EXERCISE TASK:
In the lines below, swap "tag" for "mark" and leave everything else unchanged. Give back only the stretch that starts with the line containing "Please tag the tire" and runs through the last line.

RECORDS SUPPLIED:
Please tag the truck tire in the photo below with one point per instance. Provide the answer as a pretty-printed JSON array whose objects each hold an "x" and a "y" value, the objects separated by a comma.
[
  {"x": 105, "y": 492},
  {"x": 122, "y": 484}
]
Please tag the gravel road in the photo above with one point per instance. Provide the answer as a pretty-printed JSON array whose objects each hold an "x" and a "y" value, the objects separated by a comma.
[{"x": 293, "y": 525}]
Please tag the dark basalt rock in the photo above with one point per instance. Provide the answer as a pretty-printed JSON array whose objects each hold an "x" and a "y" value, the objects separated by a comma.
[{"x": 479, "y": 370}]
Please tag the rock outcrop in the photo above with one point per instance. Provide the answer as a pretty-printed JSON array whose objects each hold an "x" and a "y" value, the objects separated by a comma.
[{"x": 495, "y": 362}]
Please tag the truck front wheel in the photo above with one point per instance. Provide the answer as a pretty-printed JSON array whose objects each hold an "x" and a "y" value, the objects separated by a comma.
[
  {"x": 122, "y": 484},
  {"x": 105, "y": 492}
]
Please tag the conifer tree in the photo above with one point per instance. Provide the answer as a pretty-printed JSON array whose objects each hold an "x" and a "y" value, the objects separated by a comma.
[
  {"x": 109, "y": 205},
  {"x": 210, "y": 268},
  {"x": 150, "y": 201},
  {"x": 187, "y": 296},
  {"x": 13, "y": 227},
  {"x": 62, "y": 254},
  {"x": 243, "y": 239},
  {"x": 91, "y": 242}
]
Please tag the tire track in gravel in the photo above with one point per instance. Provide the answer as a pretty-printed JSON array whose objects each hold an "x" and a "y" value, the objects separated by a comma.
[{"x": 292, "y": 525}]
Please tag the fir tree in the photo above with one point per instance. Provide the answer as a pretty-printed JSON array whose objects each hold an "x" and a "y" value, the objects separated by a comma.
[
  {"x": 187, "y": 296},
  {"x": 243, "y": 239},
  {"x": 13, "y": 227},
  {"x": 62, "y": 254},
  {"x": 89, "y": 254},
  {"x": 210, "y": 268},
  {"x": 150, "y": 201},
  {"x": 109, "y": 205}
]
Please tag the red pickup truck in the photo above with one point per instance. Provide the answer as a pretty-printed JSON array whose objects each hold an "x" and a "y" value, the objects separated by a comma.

REPLY TO THE TASK:
Please mark the tire track in gravel in the photo above with one point per instance. Provide the answer as a pretty-printed JSON array whose objects each hold an "x" and a "y" value, the objects separated by a comma.
[{"x": 292, "y": 525}]
Please mark the fir tree in the photo above with one point per instance. Provide the answer as a pretty-printed JSON array whose objects each hold an "x" and a "y" value, the objects separated by a comma.
[
  {"x": 187, "y": 296},
  {"x": 243, "y": 239},
  {"x": 13, "y": 227},
  {"x": 62, "y": 254},
  {"x": 89, "y": 254},
  {"x": 210, "y": 268},
  {"x": 150, "y": 201},
  {"x": 109, "y": 205}
]
Please mark the red pickup truck in the photo above with one point per instance. Provide the answer as a pretty-printed JSON array whose objects each hold an "x" and a "y" value, the objects separated by a comma.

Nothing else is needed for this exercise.